=== Entries ===

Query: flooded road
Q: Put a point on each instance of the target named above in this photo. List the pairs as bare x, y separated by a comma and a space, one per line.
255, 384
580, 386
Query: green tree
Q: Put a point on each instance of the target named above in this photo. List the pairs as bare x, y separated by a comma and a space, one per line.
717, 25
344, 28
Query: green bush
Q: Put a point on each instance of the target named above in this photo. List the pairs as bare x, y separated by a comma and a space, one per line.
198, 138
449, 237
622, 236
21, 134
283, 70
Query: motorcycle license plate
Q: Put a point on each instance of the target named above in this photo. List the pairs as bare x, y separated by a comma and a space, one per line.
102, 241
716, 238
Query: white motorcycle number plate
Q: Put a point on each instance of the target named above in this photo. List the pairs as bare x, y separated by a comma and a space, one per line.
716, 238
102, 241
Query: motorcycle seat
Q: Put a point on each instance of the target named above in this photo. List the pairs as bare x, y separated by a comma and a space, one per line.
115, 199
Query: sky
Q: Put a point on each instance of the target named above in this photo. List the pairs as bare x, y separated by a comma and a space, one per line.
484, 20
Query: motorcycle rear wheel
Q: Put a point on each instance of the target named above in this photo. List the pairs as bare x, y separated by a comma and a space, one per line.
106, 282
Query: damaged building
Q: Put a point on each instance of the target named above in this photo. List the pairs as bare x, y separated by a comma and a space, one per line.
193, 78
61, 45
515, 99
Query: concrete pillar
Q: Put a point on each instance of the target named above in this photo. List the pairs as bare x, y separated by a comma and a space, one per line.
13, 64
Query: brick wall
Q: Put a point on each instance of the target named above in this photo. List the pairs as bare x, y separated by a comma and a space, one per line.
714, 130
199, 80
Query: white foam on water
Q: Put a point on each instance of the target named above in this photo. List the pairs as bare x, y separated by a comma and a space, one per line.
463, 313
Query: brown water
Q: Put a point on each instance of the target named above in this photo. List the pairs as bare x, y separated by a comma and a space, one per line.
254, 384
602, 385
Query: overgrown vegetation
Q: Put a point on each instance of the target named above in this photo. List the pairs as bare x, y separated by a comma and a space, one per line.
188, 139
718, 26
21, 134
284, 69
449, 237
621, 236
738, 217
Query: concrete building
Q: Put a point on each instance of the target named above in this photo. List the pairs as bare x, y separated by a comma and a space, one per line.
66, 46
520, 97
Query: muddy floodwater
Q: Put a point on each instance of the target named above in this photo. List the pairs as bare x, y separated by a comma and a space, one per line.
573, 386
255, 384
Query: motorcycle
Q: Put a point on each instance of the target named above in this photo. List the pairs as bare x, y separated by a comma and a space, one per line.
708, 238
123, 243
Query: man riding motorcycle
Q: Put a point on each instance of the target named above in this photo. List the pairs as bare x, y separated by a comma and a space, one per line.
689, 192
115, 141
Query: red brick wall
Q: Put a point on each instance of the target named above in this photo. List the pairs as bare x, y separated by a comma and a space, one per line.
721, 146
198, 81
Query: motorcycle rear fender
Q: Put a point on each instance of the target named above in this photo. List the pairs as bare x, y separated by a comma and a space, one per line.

===

Given exercise:
Revise the lines above by changing every occurrence of "Put a point on" to "Mark", leaving all other text as it stands.

Expected answer:
Query: flooded road
Q: Mark each instance of the target named above in this photo. List the pairs as bare x, y separated by a comma and a space, one per line.
255, 384
580, 386
Query: green tree
Q: Mark each instance of the target named above in this photo. List the pairs as bare x, y separated by a comma and a space, one per line.
717, 25
344, 28
Query: green bush
Q: Mark each instance of the target named above in this photo. List the pairs as bare x, y separated by a comma and a space, one per line.
198, 138
449, 237
622, 236
21, 134
283, 70
Query: motorcycle license plate
Q: Mark each instance of the target named above in this photo. List the pairs as bare x, y separated by a comma and a space, one per line.
102, 241
716, 238
Query: white motorcycle number plate
Q: Mark each instance of the target named above in this photo. List the pairs as bare x, y separated by a comma and a space, one per line.
716, 238
102, 241
Query: motorcycle seat
Q: Mark each instance of the target named above in this photo. List the pairs as bare x, y separated by a comma and a space, one per line.
115, 199
Query: sky
Q: Mark each instance of the target named above in this photo. List the pairs as bare x, y separated by a comma and a space, one per line.
484, 20
Query: motorcycle rear wheel
Q: Mark each instance of the target named above in this photo. List the pairs as bare x, y separated by a comma and a space, one per line.
106, 282
Query: damaged building
Q: Mark each instance of the target named above in this photo. List the pairs as bare x, y separated by a comma and a space, one per line.
193, 78
61, 45
515, 99
Query: concrete pillar
Q: Mark each instance of the target named above in this photo. List the pairs as bare x, y separated by a comma and a space, one per line.
13, 64
Query: brick wall
Q: Mark each instance of the target named above in this photo. List the pairs as bare x, y separated by a comma and a space, one per line.
714, 130
199, 80
Query: white foam on water
Q: Mark each instance of the target named above in this photo. List the pairs as bare x, y separated by a comma and a space, one per line.
463, 313
Query: brown water
Q: Mark each instance of the target named above in this photo. List the pairs as bare x, y separated by a comma and a space, one per line.
254, 384
602, 385
Query: overgrown vegetation
Q: Mark each instance of the target named above in this photo. List the pairs as bare x, y separated by a comma and a space, one per line.
188, 139
718, 26
21, 134
284, 69
449, 237
621, 236
738, 217
Query: concrete building
Q: Mark each instance of the target named above in this photo. List the pairs as bare x, y separated by a comma and a space, one per line.
66, 46
520, 97
Query: muddy floodwater
Q: Mark each instance of the target named above in this photo. List the pairs as bare x, y separated by a comma and a space, one per line.
573, 386
255, 384
Query: motorcycle
Q: Mark each instance of the target named above in this photo. List the pairs as bare x, y separated by a comma and a space, one per line.
708, 238
123, 243
Query: man riding motorcycle
Q: Mark each instance of the target named above in this photo. List the pairs as bare x, y separated by a comma and a space, one per line.
689, 192
115, 141
Query: red brick wall
Q: Mark each instance of the target named above in this photo. List the pairs as bare x, y separated by a comma and a space, one per line.
721, 146
198, 81
Query: motorcycle rear fender
Q: Mark each instance of the target named above in this photo. List the pairs as bare x, y separated by a comma and a space, one per line.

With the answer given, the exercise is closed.